== Texte fourni ==

La récente visite du président Hu Jintao au Japon (6 au 10 mai) mérite attention. Les deux géants de l’Asie de l’est, (2e et 3e économies mondiales), dont la mémoire collective est hantée par une longue cohorte de fantômes, de méfiances et de rancoeurs viennent de se livrer à un exercice de tolérance diplomatique assez rare pour être souligné. Contrairement à ce que disent certains médias, le changement de posture des deux voisins n’a que peu de rapport avec une manœuvre tactique de Pékin pour redorer son image dégradée par les récentes effervescences autour de la question tibétaine.

La nécessité de mettre fin aux graves tensions bilatérales qui avaient marqué les années 2004 et 2005 est en effet apparue très tôt aux responsables à Pékin. Dès septembre 2006 le départ du premier Ministre Koizumi, dont les visites répétées au temple Yasukuni avaient déclenché de violentes réactions anti-japonaises, avait permis une première détente, marquée par la visite en Chine de son successeur Shinzo Abe (octobre 2006) et les voyages au Japon du premier Ministre Wen Jiabao et du ministre de la Défense Cao Gangchuan (avril et août 2007).

===
== Entrées affichées ==

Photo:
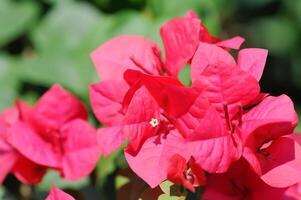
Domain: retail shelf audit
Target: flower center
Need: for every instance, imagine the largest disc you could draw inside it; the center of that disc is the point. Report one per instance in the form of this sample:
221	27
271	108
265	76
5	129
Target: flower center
154	122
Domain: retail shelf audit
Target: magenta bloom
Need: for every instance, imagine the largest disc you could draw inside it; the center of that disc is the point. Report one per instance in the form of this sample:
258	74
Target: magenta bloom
273	155
114	57
56	194
12	161
239	182
55	134
222	125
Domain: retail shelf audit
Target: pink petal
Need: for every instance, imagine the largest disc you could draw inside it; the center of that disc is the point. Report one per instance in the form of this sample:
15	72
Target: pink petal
56	194
80	149
151	162
126	52
27	171
232	43
293	192
8	155
106	101
281	168
142	109
31	145
110	139
180	38
253	60
217	154
209	55
239	182
274	114
170	94
224	82
54	108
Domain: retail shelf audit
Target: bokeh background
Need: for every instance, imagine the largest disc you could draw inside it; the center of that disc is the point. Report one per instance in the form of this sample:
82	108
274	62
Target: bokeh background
43	42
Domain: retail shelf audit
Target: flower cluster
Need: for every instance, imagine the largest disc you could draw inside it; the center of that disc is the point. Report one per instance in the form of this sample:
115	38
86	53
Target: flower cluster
54	133
221	132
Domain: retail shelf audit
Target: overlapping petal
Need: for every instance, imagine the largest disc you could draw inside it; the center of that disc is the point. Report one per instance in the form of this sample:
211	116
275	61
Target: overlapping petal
152	161
106	101
56	194
126	52
253	61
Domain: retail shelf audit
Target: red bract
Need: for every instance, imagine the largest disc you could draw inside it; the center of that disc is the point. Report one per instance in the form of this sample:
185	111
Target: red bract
8	155
55	134
114	57
152	161
188	174
56	194
272	155
239	182
12	161
175	132
228	89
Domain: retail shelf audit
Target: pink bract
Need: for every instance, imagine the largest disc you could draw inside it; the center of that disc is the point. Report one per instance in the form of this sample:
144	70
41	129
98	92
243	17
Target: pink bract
56	194
55	134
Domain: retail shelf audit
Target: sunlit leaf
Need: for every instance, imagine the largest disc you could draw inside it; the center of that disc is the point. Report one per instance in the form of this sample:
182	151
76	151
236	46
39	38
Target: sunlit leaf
53	178
16	18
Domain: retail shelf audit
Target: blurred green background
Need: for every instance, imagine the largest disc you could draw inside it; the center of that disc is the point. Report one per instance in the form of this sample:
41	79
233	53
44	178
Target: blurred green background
49	41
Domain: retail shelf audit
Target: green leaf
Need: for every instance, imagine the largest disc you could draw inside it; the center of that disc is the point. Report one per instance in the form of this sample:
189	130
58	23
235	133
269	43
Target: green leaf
282	37
16	18
63	29
63	69
62	55
53	178
171	191
8	81
120	181
184	75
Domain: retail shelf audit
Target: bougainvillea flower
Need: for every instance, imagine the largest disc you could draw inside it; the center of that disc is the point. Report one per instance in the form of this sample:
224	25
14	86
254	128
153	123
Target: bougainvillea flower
111	60
273	155
253	61
239	182
228	89
56	194
56	134
214	148
293	192
8	155
144	102
188	174
181	37
12	161
152	161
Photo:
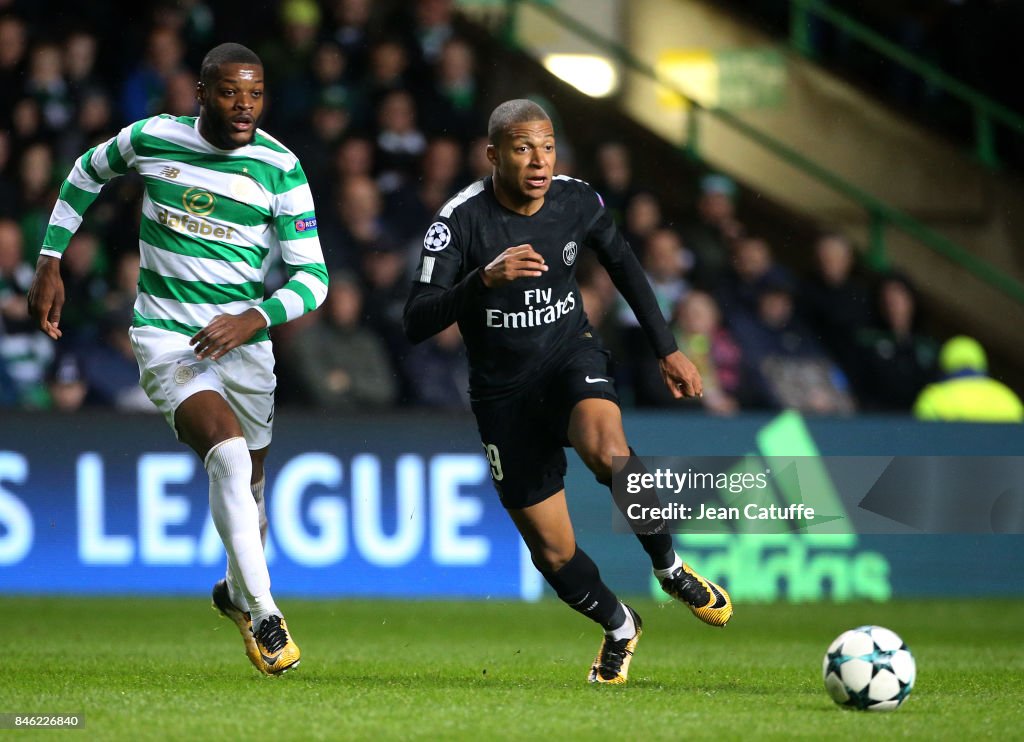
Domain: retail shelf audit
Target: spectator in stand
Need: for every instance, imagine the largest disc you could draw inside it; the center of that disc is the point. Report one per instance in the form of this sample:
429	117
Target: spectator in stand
413	206
358	225
8	191
339	363
80	66
25	352
85	290
666	263
124	288
385	268
298	96
702	339
784	367
599	299
111	368
321	134
399	141
966	392
897	359
614	178
38	191
15	275
179	94
48	87
835	302
353	157
643	216
437	374
476	160
452	104
26	124
753	267
427	30
287	54
389	71
66	382
13	44
94	124
143	91
711	235
352	32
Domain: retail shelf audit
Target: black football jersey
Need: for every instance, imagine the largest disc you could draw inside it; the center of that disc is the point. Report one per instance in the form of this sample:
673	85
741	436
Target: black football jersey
515	331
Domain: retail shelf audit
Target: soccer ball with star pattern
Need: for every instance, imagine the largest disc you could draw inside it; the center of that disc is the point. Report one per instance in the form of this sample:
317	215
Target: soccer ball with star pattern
868	667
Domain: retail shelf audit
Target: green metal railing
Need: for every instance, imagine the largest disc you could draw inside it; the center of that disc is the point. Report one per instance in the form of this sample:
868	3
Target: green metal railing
985	112
881	213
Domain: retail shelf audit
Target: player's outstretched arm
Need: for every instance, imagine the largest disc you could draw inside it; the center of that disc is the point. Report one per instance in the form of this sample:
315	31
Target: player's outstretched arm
520	261
225	333
681	377
431	308
46	296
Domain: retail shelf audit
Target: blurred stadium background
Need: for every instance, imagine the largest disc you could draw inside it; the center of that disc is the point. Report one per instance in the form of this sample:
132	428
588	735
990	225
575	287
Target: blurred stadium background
822	194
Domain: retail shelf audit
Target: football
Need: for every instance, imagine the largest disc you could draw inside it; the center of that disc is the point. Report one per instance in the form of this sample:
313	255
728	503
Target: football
868	667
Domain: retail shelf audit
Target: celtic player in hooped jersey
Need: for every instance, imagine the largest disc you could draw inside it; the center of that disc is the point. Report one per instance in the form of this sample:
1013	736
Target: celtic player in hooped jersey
219	194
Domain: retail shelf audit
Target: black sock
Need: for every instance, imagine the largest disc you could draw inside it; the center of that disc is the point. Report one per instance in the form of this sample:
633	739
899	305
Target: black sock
579	585
653	535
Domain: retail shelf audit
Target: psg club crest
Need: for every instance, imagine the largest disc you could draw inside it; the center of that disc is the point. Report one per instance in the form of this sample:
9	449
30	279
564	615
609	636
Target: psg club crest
437	237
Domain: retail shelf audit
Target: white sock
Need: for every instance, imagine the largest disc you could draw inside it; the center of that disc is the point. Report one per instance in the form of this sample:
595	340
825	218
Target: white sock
663	573
237	517
233	590
627	630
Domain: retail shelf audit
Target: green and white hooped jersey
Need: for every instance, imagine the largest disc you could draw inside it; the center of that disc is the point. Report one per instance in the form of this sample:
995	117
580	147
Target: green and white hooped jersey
210	219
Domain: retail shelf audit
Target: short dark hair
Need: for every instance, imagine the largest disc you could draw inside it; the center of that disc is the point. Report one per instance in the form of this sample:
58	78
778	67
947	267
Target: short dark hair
513	112
229	53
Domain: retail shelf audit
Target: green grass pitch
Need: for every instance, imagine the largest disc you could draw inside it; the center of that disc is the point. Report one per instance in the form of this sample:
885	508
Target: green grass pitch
170	668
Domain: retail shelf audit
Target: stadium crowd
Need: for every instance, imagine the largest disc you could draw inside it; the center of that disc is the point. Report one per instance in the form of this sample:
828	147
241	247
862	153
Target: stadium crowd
385	105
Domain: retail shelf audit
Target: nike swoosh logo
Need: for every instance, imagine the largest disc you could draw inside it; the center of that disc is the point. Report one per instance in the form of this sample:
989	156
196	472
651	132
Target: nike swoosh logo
270	660
720	601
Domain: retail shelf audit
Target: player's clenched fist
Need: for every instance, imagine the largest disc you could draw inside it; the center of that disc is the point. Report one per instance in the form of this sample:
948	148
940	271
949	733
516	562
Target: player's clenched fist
520	261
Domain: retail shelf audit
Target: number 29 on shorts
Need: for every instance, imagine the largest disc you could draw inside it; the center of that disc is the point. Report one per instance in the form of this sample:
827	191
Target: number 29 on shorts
495	460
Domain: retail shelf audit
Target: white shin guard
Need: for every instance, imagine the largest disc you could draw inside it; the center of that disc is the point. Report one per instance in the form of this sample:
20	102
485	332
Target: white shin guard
239	520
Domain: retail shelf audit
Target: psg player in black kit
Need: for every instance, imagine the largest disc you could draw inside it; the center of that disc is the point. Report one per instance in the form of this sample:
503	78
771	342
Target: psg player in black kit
500	260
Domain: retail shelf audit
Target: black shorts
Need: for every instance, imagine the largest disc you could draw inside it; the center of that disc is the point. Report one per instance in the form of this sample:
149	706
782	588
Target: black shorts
524	435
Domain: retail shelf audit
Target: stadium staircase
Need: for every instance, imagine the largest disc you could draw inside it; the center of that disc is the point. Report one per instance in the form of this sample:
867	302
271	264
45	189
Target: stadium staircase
829	156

===

#### [Votre objectif]
Reprenez le texte sur la visite de Hu Jintao au Japon à la suite de sa dernière phrase. Les enregistrements n'ont aucun rôle ici.

#### [Réponse attendue]
Mais avec Shinzo Abe aux commandes, la Chine n’était qu’à demi rassurée. Le remplaçant de Koizumi était en effet lui aussi membre de la droite conservatrice (son grand-père maternel, Nobosuke Kishi, était ministre de l’industrie et du commerce du général Tojo), et s’il est vrai qu’il semblait avoir renoncé aux provocantes visites du sanctuaire, il n’en avait pas moins poursuivi une politique visant à rehausser le profil stratégique du Japon qui inquiétait Pékin (projet de révision de l’article 9 de la Constitution et remplacement de l’Agence de Défense par un véritable ministère de la Défense en janvier 2007).

La détente ne s’installa vraiment qu’avec le départ précipité de Shinzo Abe et son remplacement par Yasuo Fukuda, venu en Chine en décembre 2007. Définitivement rassurée par l’abandon du projet de révision de la Constitution, la Chine pouvait lancer sa politique de réconciliation, à laquelle le président HU vient de donner un sérieux coup d’accélérateur. Le changement de ton par rapport à la visite au Japon de son prédécesseur en 1998 est en effet remarquable.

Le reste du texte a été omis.